# Goal
Can you render all of the material below as a two-column CSV headed instruction and coordinates, with each row holding one instruction and its answer in separate quoted fields and every line break turned into a space?

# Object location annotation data
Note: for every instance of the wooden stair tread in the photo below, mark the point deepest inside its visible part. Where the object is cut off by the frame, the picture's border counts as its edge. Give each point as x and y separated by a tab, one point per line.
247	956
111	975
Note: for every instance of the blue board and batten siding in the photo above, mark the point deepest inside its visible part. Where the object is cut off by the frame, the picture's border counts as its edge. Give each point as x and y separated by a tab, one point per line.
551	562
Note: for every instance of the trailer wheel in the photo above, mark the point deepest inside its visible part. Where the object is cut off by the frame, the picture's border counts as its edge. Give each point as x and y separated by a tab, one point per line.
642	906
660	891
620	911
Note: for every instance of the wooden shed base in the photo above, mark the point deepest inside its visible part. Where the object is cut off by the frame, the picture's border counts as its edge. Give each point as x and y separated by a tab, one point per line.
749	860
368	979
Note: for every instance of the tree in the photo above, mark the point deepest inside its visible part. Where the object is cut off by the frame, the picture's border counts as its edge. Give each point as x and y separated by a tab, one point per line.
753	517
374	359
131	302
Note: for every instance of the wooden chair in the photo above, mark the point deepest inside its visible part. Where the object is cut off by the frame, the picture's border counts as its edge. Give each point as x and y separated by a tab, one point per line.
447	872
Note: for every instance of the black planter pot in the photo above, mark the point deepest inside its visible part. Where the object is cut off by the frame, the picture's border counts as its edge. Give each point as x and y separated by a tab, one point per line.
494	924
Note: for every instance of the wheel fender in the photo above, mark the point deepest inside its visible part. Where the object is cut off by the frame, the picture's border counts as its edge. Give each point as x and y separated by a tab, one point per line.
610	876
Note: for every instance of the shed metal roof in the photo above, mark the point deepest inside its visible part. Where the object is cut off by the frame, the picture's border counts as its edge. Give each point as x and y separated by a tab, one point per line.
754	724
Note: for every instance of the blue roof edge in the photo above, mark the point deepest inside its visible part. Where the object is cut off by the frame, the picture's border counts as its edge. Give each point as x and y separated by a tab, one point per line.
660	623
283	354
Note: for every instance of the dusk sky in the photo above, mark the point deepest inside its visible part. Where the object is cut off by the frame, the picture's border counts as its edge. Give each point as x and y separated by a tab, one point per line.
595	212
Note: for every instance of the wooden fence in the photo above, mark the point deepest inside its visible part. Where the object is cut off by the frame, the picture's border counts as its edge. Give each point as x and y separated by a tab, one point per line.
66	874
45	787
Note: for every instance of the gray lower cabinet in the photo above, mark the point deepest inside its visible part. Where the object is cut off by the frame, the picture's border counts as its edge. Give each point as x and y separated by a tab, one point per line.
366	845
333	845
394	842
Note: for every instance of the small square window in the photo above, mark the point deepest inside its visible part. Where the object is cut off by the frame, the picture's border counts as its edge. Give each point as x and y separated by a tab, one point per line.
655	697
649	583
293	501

# Finished task
instruction,coordinates
"Note: for every instance of the wooden stair tread in the photo below, mark the point deepest inside its visible part. Where the object is cut off by the frame, the picture's border counts as its edge. Give each point as x and y separated by a tab, one point per line.","247	956 111	975"
"Note: for every instance of the blue board and batten siding in the photo above, mark the point deepest inside its visible part. Where the object is cut off by the frame, the picture's border counts as its edge. Give each point as x and y separated by a tab, one point per line.","551	562"
"Note: for every instance of the trailer wheel in the photo above, mark the point deepest inside its visible part. Where the object is cut off by the frame, the picture's border counts as its edge. Give each point as x and y separated by a tab, one point per line.","642	906 660	891 620	911"
"Note: for every instance of the wooden shed base in the photo above, mark the point deepest inside its visible part. Where the object is cut off by the frame, the picture's border counts as its edge. Give each point as x and y separated by a tab, one point per line.","749	860 368	979"
"Note: for every instance of the tree in the photo above, mark the point deepest inside its visible part. Where the object is cut off by the frame, the picture's border counts as its edge. Give each point as x and y separated by a tab, one point per line.","753	517 374	359 131	302"
"Note: for every instance of the wooden chair in the photo above, mark the point deepest inside its visible part. Where the object is cut off by the frame, the picture's border counts as its edge. Give each point as x and y separated by a tab, one point per line.","447	872"
"Note: for every instance of the black planter pot in the photo above, mark the point deepest inside its visible part. Where the object is cut off by the frame, the picture's border counts as its edge. Give each point as x and y separated by a tab, one point per line.","494	924"
"Note: for every instance of the wheel fender in the photo above, mark the point deepest inside its visible part. Where the object is cut off by the frame, the picture's border counts as its edge. Give each point as x and y separated by a tab, one point per line.","610	876"
"Note: for every instance of the shed metal roof in the photo above, mark the point deepest inside its visible part. Where the object is cut off by the frame, the picture's border counts as its edge. Give each point as x and y separated by a tab, one point per line.","754	724"
"Note: for every instance of the blue roof edge in the photo above, mark the point deepest inside its visible part. Where the object is cut off by the frame, the picture's border counts as its edge. Give each point as x and y separated by a tab, one point per line.","660	623 283	354"
"Note: for every instance of the dusk sky in the photo above, mark the point deepest inside its visible part. Where the object is cut off by the frame, the picture's border counts as its edge. Give each point as x and y separated by a tab, one point per line.","595	212"
"Note: for every instance of the wooden fence in the photo above, mark the point deepest inside its visible part. Where the object is cut off by the frame, the picture's border counts as its edge. Give each point as x and y separated by a tab, one point per line.","66	874 45	787"
"Note: for every instance of the gray lower cabinet in the photo above, mark the point deepest inside its visible part. Where the object is cut off by the frame, the picture's border counts as its edge. Give each point as x and y separated by a tab, one point per line.","366	845 333	845 394	842"
"Note: for every instance of the small square window in the photo above, mark the point deepest inside its visible part. Where the object is cut off by the frame, the picture's border counts as its edge. Give each point as x and y separated by a tab, one point per line.","655	697 649	583 293	501"